__Goal of the exercise__
Transcribe exactly the line containing "In the photo above, where can the grass" plus every later line in the data.

__Given data__
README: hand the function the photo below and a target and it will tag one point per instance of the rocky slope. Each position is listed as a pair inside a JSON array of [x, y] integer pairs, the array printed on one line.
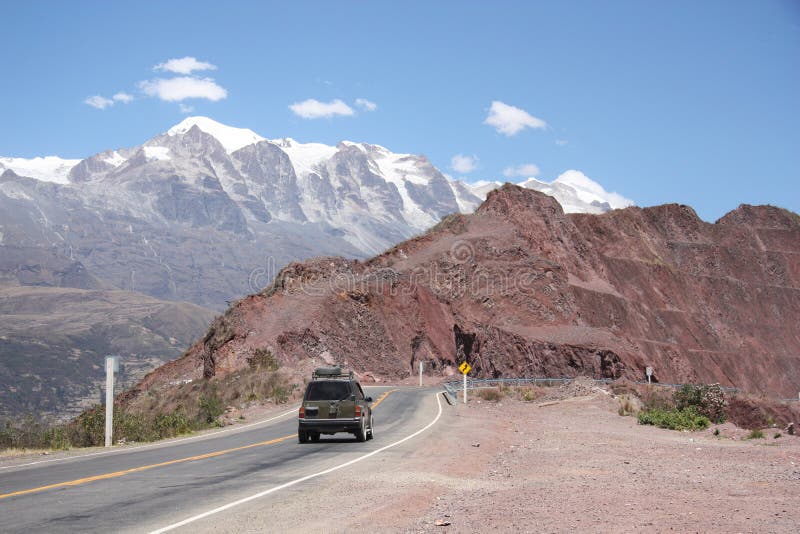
[[158, 217], [521, 289]]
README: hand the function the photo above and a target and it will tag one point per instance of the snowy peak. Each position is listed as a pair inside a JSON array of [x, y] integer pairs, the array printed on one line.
[[229, 137], [576, 192], [46, 169]]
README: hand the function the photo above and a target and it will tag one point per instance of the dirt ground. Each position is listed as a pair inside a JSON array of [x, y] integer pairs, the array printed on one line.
[[570, 466]]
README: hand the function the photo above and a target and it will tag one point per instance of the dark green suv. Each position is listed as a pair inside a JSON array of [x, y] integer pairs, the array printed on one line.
[[334, 402]]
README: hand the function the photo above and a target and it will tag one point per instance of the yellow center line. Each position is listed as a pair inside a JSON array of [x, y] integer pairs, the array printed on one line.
[[124, 472]]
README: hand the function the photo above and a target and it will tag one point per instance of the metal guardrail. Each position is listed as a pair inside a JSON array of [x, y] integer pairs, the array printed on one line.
[[453, 386]]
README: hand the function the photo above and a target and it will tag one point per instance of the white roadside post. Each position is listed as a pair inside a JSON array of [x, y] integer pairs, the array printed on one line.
[[465, 368], [112, 365]]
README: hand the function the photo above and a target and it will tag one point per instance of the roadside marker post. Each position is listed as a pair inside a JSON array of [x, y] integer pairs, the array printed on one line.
[[465, 368], [112, 365]]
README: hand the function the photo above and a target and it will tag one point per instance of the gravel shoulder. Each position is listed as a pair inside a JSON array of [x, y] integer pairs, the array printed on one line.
[[572, 465]]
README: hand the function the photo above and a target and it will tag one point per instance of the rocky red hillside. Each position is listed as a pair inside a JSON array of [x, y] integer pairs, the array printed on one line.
[[521, 289]]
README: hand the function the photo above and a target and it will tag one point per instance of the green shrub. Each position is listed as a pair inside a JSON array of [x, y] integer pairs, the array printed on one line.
[[708, 400], [685, 419], [490, 394], [626, 405], [210, 407]]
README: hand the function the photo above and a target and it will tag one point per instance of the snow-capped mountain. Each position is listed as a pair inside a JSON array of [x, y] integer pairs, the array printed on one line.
[[576, 192], [205, 212]]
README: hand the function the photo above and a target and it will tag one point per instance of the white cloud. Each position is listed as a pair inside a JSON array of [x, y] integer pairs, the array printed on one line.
[[183, 87], [184, 65], [463, 164], [123, 97], [99, 102], [366, 105], [526, 170], [509, 120], [314, 109]]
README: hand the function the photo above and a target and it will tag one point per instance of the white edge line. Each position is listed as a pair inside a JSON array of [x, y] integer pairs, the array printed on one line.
[[150, 445], [302, 479]]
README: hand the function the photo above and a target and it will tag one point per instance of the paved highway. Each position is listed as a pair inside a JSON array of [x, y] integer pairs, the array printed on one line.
[[152, 488]]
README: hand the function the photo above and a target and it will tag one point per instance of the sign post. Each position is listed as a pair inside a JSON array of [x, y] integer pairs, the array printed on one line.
[[465, 368], [112, 365]]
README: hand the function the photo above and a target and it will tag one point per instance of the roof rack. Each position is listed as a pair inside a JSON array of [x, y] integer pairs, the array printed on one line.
[[331, 372]]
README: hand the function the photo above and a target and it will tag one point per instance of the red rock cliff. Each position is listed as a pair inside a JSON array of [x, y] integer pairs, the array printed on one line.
[[521, 289]]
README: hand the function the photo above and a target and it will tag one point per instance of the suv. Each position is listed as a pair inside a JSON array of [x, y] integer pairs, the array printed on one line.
[[334, 402]]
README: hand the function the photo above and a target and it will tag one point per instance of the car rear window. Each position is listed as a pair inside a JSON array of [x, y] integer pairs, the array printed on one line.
[[333, 390]]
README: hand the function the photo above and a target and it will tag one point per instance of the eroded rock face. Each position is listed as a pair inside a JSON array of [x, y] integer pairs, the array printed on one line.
[[521, 289]]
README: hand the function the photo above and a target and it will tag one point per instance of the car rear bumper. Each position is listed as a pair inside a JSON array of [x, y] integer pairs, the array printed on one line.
[[330, 425]]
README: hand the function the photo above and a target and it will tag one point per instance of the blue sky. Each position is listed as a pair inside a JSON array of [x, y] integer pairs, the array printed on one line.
[[684, 101]]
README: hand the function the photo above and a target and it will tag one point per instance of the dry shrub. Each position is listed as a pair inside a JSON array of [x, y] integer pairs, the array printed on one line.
[[490, 394]]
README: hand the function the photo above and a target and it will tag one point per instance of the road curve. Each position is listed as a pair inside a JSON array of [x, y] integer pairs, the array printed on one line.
[[150, 488]]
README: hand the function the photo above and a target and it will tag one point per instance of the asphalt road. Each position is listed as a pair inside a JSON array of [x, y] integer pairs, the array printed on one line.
[[146, 489]]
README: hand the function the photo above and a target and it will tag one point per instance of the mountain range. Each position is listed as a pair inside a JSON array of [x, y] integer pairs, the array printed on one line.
[[519, 288], [155, 238]]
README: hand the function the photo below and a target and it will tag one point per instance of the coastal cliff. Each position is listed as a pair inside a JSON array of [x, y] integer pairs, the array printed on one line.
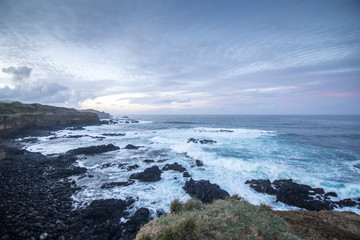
[[16, 117]]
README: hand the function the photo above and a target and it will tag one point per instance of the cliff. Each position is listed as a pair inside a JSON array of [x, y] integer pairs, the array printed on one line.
[[102, 115], [16, 117]]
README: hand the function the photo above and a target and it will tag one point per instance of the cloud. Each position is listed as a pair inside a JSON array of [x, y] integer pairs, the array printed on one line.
[[36, 91], [18, 74], [29, 90]]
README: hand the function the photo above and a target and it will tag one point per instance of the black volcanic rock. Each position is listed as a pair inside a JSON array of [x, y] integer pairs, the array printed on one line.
[[175, 166], [93, 150], [114, 134], [148, 161], [18, 118], [117, 184], [203, 141], [288, 192], [199, 163], [262, 186], [204, 190], [131, 147], [151, 174], [102, 210], [140, 218]]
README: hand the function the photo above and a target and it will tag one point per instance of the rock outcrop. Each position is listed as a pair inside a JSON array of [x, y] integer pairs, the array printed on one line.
[[16, 117], [175, 167], [101, 115], [92, 150], [204, 190], [151, 174], [299, 195]]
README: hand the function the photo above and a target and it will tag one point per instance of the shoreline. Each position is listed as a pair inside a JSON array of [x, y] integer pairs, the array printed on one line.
[[36, 200]]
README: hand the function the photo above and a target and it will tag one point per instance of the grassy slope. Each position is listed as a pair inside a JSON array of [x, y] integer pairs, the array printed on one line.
[[223, 219], [237, 219]]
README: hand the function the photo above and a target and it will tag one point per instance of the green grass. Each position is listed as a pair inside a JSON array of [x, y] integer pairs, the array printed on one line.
[[223, 219]]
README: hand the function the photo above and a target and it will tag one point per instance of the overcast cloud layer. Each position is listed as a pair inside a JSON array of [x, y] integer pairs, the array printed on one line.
[[176, 57]]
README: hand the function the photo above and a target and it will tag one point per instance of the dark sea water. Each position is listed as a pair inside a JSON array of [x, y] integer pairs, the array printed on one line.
[[321, 151]]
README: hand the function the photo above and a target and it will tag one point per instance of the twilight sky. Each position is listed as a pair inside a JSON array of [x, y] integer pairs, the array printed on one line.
[[183, 57]]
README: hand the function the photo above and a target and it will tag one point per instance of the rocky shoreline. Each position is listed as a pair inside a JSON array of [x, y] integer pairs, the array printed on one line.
[[36, 196], [36, 202]]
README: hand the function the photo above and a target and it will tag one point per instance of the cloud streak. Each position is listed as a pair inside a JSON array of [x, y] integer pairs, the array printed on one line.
[[241, 55]]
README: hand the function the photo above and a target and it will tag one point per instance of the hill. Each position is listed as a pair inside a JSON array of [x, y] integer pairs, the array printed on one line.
[[16, 117]]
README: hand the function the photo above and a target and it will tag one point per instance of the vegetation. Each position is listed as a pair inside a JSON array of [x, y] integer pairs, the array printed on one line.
[[232, 218]]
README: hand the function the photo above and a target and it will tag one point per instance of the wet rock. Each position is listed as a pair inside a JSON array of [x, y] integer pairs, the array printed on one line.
[[132, 167], [107, 165], [102, 210], [140, 218], [203, 141], [175, 166], [330, 194], [131, 147], [93, 150], [114, 134], [30, 140], [75, 128], [204, 190], [288, 192], [199, 163], [117, 184], [151, 174], [148, 161], [262, 186], [224, 130], [347, 203], [43, 236]]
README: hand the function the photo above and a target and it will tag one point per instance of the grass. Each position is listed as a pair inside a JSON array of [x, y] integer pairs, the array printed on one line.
[[223, 219]]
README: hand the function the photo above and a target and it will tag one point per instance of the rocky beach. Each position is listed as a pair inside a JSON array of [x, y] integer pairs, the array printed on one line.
[[66, 195]]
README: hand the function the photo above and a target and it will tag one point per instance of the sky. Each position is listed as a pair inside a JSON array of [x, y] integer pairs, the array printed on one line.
[[183, 57]]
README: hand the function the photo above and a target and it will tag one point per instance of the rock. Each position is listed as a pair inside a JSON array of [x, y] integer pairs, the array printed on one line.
[[288, 192], [19, 118], [141, 217], [151, 174], [203, 141], [107, 165], [222, 130], [347, 203], [43, 236], [132, 167], [299, 195], [148, 161], [75, 128], [92, 150], [204, 190], [102, 210], [101, 115], [2, 152], [331, 194], [262, 186], [114, 134], [199, 163], [131, 147], [318, 190], [175, 166], [117, 184]]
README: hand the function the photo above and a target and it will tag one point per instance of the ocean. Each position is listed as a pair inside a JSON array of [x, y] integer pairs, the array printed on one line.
[[321, 151]]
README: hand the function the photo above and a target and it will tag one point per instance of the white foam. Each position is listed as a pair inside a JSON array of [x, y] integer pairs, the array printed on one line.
[[238, 155]]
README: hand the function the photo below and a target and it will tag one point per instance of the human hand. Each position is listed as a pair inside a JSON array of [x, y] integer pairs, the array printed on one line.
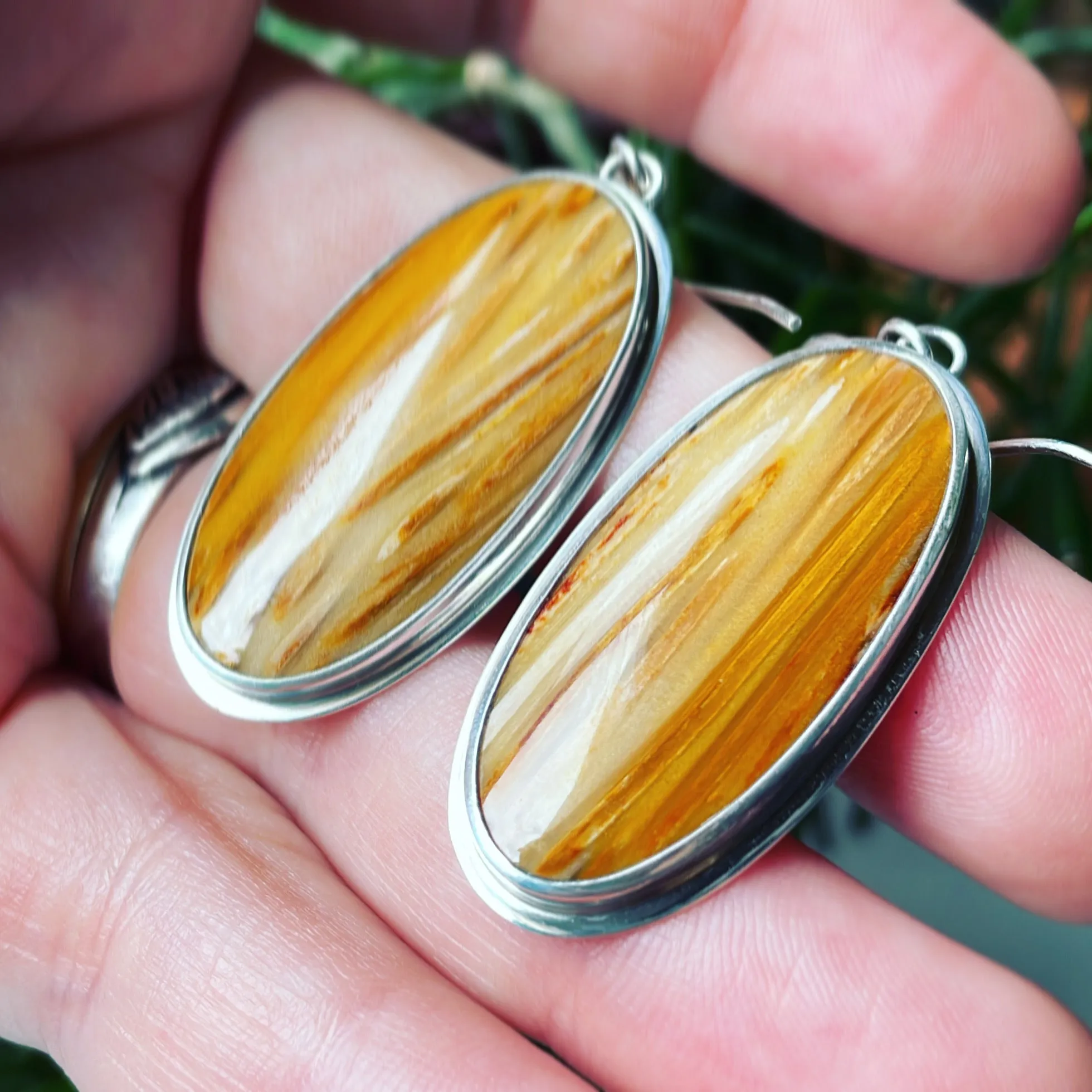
[[191, 902]]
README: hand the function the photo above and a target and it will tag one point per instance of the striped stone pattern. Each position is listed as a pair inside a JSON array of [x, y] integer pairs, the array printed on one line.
[[410, 428], [713, 615]]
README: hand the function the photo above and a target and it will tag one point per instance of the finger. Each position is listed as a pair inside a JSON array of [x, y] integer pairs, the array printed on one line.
[[370, 786], [164, 925], [908, 129], [99, 159]]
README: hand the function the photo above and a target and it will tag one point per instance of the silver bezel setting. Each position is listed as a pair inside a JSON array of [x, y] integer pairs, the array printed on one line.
[[733, 839], [507, 555]]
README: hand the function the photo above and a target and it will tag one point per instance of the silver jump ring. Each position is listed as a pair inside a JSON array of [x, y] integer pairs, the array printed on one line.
[[640, 170], [187, 411]]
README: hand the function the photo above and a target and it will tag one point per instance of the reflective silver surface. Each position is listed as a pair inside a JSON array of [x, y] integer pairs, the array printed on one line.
[[188, 411], [738, 835]]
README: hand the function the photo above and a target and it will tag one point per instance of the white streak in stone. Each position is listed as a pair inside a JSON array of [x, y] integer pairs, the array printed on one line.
[[533, 790], [226, 628]]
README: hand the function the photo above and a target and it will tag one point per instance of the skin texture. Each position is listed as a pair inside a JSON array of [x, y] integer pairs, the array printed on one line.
[[191, 902]]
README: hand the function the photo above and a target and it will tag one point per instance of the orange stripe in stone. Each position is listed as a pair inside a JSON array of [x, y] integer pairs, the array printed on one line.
[[307, 552]]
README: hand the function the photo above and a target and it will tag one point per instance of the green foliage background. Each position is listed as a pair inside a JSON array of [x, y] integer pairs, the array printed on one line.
[[1030, 343]]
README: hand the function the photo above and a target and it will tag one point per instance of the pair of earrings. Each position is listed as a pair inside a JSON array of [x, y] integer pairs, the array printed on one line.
[[709, 648]]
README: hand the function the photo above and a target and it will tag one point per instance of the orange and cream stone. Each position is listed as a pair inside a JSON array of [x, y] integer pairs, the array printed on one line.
[[714, 613], [411, 428]]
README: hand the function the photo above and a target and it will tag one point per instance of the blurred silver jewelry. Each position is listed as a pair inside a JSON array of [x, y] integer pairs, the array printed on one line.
[[188, 410], [422, 450]]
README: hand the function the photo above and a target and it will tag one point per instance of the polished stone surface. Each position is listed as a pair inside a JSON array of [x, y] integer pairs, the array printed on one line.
[[411, 428], [713, 615]]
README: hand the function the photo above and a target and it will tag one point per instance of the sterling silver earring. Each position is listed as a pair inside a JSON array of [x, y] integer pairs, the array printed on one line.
[[719, 637], [420, 452]]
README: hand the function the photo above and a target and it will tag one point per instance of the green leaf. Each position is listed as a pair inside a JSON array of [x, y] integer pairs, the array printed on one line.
[[1037, 45]]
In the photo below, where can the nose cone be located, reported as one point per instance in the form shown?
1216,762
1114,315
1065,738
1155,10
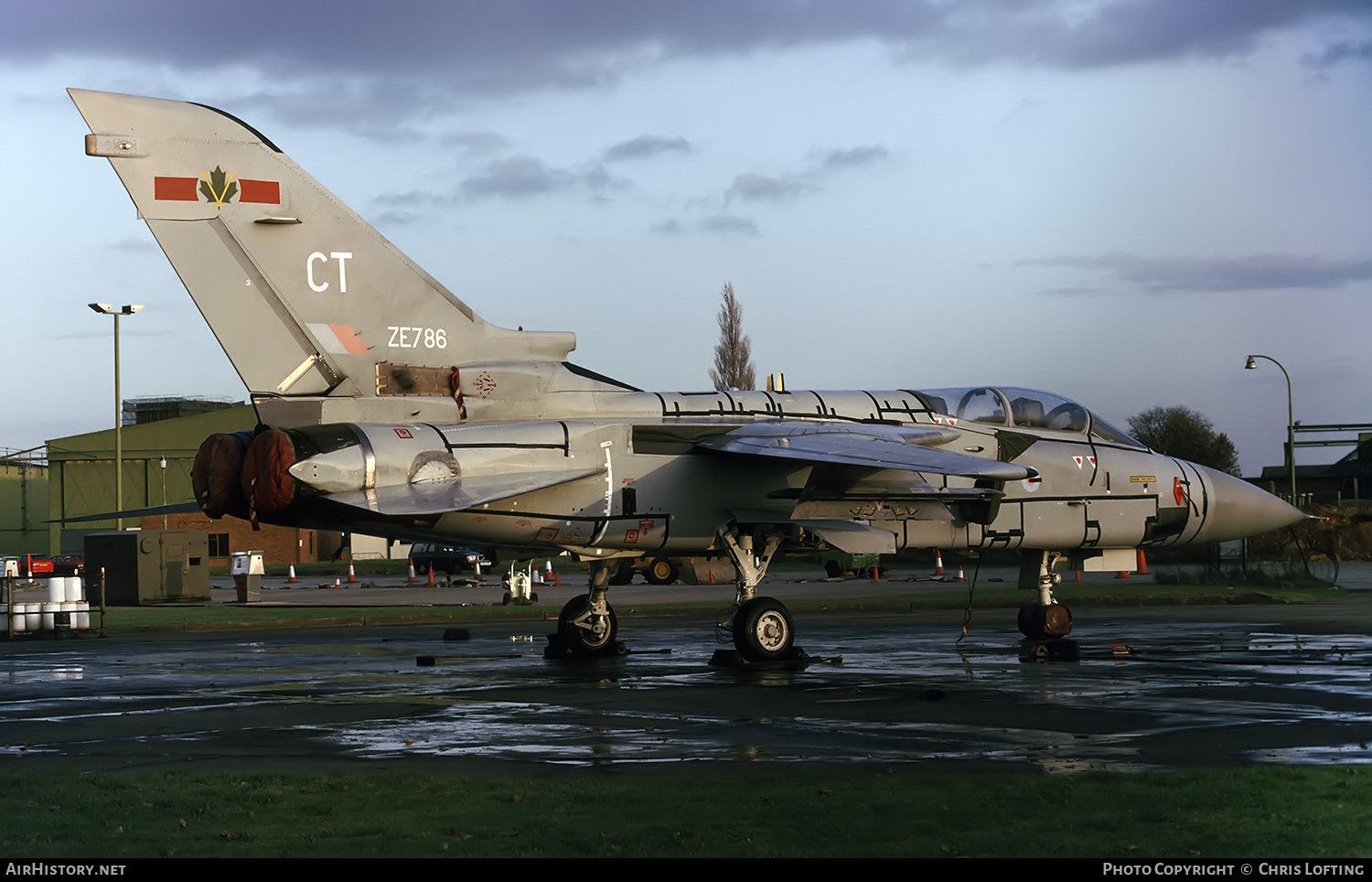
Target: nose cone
1237,509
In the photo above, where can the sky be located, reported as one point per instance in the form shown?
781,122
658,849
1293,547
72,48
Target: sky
1116,200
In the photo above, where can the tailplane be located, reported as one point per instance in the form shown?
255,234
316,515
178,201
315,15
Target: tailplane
305,296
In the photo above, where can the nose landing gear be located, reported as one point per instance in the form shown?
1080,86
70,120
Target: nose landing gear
1047,618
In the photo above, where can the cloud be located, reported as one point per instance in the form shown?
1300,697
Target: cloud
423,55
1339,51
724,224
645,147
1256,272
749,187
477,143
852,156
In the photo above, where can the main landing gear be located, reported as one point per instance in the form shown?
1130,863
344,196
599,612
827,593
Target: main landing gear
587,627
760,626
1047,618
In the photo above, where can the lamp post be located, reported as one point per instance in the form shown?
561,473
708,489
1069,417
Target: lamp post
118,405
1253,365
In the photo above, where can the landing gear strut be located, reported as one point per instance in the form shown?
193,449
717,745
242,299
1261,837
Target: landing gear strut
587,626
760,626
1047,618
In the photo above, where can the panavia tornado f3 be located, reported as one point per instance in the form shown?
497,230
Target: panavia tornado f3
387,406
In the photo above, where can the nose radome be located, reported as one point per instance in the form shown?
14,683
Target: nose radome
1238,509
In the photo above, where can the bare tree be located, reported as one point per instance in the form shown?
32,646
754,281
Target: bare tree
733,354
1187,436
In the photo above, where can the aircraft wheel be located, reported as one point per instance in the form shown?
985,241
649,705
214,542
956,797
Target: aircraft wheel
584,632
1037,621
763,629
661,571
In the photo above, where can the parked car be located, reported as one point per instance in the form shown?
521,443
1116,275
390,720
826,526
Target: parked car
68,565
445,558
33,565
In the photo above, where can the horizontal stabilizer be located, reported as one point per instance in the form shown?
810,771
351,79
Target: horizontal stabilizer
872,446
423,498
176,508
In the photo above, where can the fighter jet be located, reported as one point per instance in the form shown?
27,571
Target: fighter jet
387,406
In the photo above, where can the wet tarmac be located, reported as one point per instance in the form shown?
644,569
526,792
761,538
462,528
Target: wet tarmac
1147,687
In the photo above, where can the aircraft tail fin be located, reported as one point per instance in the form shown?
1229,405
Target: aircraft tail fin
304,296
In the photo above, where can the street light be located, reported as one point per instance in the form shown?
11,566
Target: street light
118,405
1253,365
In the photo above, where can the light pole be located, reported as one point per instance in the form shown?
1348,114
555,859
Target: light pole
1253,365
118,405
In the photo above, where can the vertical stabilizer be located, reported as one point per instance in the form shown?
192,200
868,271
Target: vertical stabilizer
302,294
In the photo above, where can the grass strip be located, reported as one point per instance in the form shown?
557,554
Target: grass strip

__Answer space__
In the photo above, where can the grass strip be located, reported as one point per instance in the form shown?
557,554
Target: grass strip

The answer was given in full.